World - Could crushed rocks absorb enough carbon to curb global warming?
A little-examined form of geoengineering takes what rocks normally do—lock up carbon—and spreads it through the oceans.
Before sunrise in a quiet village in Gran Canaria, an island off the coast of northwest Africa, a team of scientists shuffles along the port’s wooden boardwalk toward a row of nine containers floating in the ocean.
“Hurry up, it’s going to get light soon,” says one bleary-eyed researcher to another, as they submerge a hefty, cube-shaped device for measuring the activity of bioluminescent organisms into one container. “That will affect our readings.”
The thermoplastic polyurethane “mesocosms,” filled with 8,000 litres of Canarian seawater mixed with varying amounts of limestone—a greyish, carbonate rock with high levels of alkaline—were part of the world’s first scientific field experiment with ocean alkalinity enhancement; research was completed in October. Many scientists hope that this little-examined process has the potential to turn the tide against climate change.

▸ DATASET EXTRACT
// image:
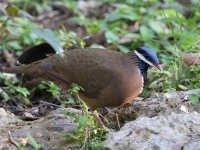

▸ WHAT THE EXERCISE ASKS
Repeat the whole article above about crushed rocks and carbon, word for word.

▸ RESPONSE AREA
World - Could crushed rocks absorb enough carbon to curb global warming?
A little-examined form of geoengineering takes what rocks normally do—lock up carbon—and spreads it through the oceans.
Before sunrise in a quiet village in Gran Canaria, an island off the coast of northwest Africa, a team of scientists shuffles along the port’s wooden boardwalk toward a row of nine containers floating in the ocean.
“Hurry up, it’s going to get light soon,” says one bleary-eyed researcher to another, as they submerge a hefty, cube-shaped device for measuring the activity of bioluminescent organisms into one container. “That will affect our readings.”
The thermoplastic polyurethane “mesocosms,” filled with 8,000 litres of Canarian seawater mixed with varying amounts of limestone—a greyish, carbonate rock with high levels of alkaline—were part of the world’s first scientific field experiment with ocean alkalinity enhancement; research was completed in October. Many scientists hope that this little-examined process has the potential to turn the tide against climate change.